WHAT NEEDS TO BE DONE.
Reproduce verbatim the stretch of the data from the line containing "If you could put a dot on the street" through the end of the data, including both ends.

RECORDS SUPPLIED.

● ● ● ● ● ● ●

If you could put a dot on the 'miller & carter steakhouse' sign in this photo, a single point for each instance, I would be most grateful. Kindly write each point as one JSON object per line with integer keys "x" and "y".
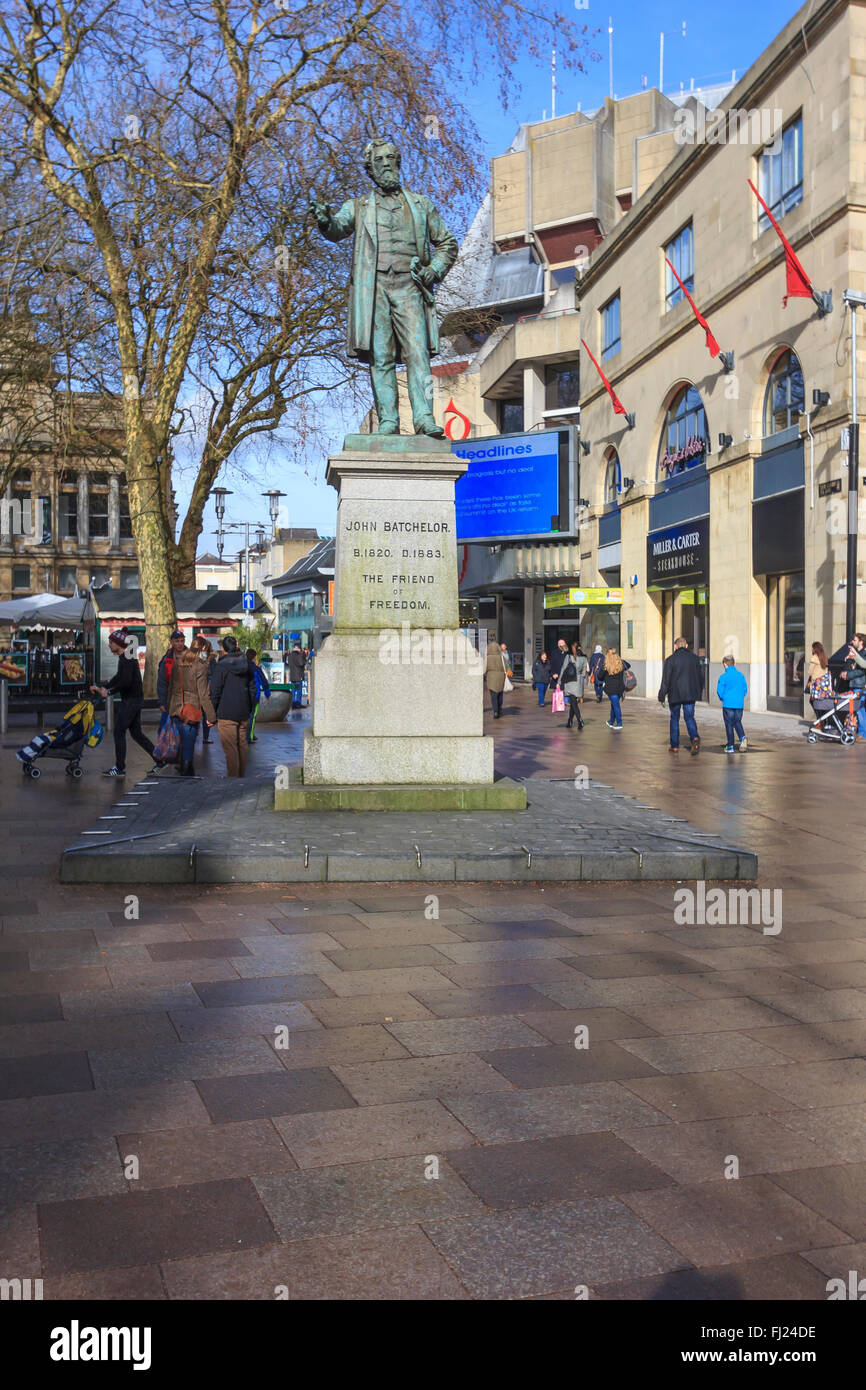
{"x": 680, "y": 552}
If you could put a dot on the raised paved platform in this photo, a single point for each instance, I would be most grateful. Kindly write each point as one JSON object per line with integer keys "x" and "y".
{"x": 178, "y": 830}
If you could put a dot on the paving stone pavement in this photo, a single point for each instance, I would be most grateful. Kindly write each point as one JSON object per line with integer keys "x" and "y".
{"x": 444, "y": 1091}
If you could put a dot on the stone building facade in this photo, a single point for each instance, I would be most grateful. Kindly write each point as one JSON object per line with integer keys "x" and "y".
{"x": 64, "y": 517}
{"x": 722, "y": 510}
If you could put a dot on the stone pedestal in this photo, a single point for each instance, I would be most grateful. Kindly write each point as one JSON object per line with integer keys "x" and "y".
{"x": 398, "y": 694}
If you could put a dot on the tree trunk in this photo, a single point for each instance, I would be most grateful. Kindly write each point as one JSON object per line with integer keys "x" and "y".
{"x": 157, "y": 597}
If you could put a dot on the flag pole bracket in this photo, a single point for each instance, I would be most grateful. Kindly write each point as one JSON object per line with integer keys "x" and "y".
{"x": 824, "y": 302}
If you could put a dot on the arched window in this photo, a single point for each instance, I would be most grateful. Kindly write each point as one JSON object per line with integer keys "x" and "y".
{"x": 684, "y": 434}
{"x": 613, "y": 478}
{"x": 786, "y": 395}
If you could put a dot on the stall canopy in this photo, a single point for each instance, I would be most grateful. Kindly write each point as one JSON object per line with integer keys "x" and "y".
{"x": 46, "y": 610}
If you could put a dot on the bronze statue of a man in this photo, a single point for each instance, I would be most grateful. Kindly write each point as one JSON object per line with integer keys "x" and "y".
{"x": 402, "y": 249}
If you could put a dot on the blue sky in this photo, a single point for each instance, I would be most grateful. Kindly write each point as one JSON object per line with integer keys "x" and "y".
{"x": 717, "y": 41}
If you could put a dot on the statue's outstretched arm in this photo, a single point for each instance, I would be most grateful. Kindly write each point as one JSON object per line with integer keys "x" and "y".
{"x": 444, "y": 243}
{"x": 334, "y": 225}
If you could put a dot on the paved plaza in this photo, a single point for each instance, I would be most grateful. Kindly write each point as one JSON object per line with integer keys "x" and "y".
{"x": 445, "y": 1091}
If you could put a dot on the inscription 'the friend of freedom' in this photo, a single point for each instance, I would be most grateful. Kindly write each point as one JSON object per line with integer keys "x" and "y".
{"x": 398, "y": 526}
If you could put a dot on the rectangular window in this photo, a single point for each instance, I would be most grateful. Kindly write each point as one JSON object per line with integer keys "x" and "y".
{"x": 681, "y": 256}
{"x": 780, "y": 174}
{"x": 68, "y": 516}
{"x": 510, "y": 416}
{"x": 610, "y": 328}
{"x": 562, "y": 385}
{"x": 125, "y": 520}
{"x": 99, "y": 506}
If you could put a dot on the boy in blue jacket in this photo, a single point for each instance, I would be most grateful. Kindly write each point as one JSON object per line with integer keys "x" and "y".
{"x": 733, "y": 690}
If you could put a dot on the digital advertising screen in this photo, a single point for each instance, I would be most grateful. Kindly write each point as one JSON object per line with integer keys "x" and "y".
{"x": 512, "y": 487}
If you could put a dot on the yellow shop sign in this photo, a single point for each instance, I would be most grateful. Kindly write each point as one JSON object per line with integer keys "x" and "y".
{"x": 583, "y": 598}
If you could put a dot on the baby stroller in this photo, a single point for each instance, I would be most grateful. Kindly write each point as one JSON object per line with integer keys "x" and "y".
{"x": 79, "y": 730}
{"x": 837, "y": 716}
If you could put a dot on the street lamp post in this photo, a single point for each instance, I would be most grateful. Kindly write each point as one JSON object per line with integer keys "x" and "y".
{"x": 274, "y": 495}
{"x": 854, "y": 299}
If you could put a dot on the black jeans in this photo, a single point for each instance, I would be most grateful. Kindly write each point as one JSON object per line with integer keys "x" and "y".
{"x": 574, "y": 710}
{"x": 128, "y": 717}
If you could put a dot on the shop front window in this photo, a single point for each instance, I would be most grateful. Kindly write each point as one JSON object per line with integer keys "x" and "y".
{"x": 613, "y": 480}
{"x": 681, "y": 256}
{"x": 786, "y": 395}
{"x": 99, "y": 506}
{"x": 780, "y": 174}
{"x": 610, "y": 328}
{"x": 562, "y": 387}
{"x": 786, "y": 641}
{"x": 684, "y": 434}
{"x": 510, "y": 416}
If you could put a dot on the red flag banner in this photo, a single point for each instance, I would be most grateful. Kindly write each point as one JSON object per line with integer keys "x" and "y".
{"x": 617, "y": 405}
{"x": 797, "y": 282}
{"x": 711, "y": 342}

● ● ● ● ● ● ●

CORRECT ANSWER.
If you could put a dot on the street lamp post in this photo, a single point for each instance, I would be most grateful. Kindly write each point as one JSON object per line with integer keys "x" and "y".
{"x": 274, "y": 495}
{"x": 854, "y": 299}
If you could put a dot on the black jeans in this photo, a single point for each instance, I would be most grateful. Kindly write each point as one JSON object per line with integer keys "x" and "y".
{"x": 574, "y": 710}
{"x": 128, "y": 717}
If you could put a dot on the shop front window in this photo, a single point for each instance, I would be most grateful. Kindly write each point as one JSON object per line with integer keys "x" and "y".
{"x": 613, "y": 480}
{"x": 681, "y": 256}
{"x": 786, "y": 395}
{"x": 99, "y": 506}
{"x": 780, "y": 174}
{"x": 610, "y": 328}
{"x": 562, "y": 387}
{"x": 786, "y": 641}
{"x": 684, "y": 434}
{"x": 510, "y": 416}
If you could put a dot on the red flag banner in this photo, a single point for each instance, I would be most grateful. Kindly write each point as one JSON object per line with integer keys "x" and "y".
{"x": 617, "y": 405}
{"x": 797, "y": 282}
{"x": 711, "y": 342}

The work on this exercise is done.